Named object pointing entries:
☆ ☆ ☆ ☆ ☆

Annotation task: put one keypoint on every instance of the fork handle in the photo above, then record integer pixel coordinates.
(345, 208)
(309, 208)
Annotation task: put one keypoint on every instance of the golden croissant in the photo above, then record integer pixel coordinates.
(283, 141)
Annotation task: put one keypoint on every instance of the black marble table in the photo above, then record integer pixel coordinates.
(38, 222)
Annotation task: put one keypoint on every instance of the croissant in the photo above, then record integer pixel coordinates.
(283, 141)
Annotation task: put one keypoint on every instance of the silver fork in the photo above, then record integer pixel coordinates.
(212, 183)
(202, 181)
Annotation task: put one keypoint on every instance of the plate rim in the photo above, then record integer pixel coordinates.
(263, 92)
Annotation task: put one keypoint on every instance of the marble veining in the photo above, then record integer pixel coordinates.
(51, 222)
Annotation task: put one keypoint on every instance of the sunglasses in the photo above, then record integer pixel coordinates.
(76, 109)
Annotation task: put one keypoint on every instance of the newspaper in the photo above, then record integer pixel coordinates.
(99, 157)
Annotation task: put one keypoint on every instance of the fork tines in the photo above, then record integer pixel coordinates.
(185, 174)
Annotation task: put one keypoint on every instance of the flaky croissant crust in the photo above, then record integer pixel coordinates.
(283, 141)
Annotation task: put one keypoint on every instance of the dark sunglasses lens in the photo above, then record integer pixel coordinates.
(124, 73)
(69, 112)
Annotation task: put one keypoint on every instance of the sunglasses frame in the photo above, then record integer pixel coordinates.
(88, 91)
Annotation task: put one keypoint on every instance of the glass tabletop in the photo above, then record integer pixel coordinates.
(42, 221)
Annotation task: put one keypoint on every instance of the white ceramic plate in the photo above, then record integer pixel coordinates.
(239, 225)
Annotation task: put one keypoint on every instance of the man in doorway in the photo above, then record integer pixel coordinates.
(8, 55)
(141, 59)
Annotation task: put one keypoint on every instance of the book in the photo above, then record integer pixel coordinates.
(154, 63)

☆ ☆ ☆ ☆ ☆

Copy the lines above verbatim, beginning with the line containing "the sunglasses frame" and continuing through the last line of the items.

- **Answer to the exercise**
Annotation task: put one keypoint on every instance of the sunglasses frame in the photo above, then record integer pixel coordinates.
(88, 91)
Annotation task: put one keypoint on every instance of the glass tabletop in the photo above, then record integer pixel coordinates.
(42, 221)
Annotation task: put one keypoint on every instance of the white ceramic plate in the photo above, then record integer pixel coordinates.
(239, 225)
Annotation task: put one keypoint on every instance of the man in doorway in the photo above, then record integer pixel coordinates.
(8, 55)
(141, 59)
Annotation task: put one keypoint on every instance of the book in the photo above, then record integer pixel coordinates.
(154, 63)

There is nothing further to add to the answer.